■ SOURCE DOCUMENT ■
========

Sonnenfeld honored for distinguished service Gerald Sonnenfeld, vice president for research, recently received the 2004 Orr E. Reynolds Distinguished Service Award from the American Society for Gravitational and Space Biology.
Sonnenfeld is an internationally recognized immunologist and a groundbreaking space-flight researcher whose experiments have been part of several space shuttle flights and three Russian biosatellites. His research focuses on how space flight affects the immune system and, among his many awards, he has been recognized with the Founders Award by the American Society for Gravitational and Space Biology. He holds two U.S. patents and one from Canada, and is a member of numerous professional organizations including the American Association of Immunologists, the American Society for Microbiology, the American Society for Virology and the Surgical Infection Society. He is a founding board member of the Tissue Engineering Society.

========

■ REQUIRED WORK ■
1. Decide whether each statement agrees with the passage about Gerald Sonnenfeld: (a) He received the 2004 Orr E. Reynolds Distinguished Service Award from the American Society for Gravitational and Space Biology. (b) He holds three U.S. patents. (c) He is a founding board member of the American Society for Virology. Answer yes or no for each, and quote the words of the passage that decide it.
2. Carry on the passage about Gerald Sonnenfeld, picking up after its final sentence.
The records that follow are taken from a separate source.

========

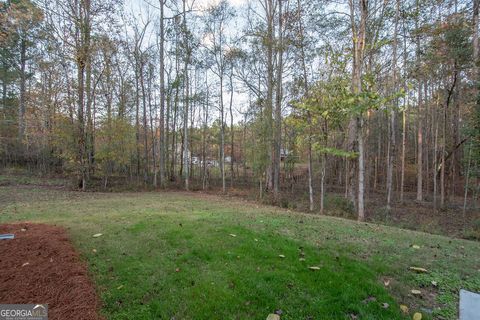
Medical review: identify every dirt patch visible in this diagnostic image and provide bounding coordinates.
[0,223,102,320]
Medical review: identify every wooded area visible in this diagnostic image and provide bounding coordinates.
[0,0,480,220]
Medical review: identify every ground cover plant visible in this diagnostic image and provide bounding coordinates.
[0,186,480,319]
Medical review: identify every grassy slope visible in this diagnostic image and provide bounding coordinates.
[0,186,480,320]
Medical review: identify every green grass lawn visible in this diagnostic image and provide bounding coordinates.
[0,186,480,320]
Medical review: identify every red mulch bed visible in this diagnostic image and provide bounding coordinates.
[0,223,102,320]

========

■ EXERCISE ANSWERS ■
1.
(a) Yes: "recently received the 2004 Orr E. Reynolds Distinguished Service Award from the American Society for Gravitational and Space Biology"
(b) No: "He holds two U.S. patents and one from Canada"
(c) No: "He is a founding board member of the Tissue Engineering Society."

2.
The American Society for Gravitational and Space Biology (ASGSB) was founded in 1984 to foster research, education, training and development in gravitational and space biology. Society members are drawn from university, government and industry and represent many disciplines bonded by an interest in a common issue – gravity. The society offers a forum for the exchange of scientific data from basic to applied research. Each spring, it publishes a journal of peer-reviewed original articles. The society also provides teacher aids covering topics of interest to space biologists available at http://www.asgsb.org.
Before his appointment last summer as vice president for research, Sonnenfeld was chair of the Department of Microbiology, Biochemistry and Immunology and associate dean for basic sciences and graduate studies at the Morehouse School of Medicine in Atlanta.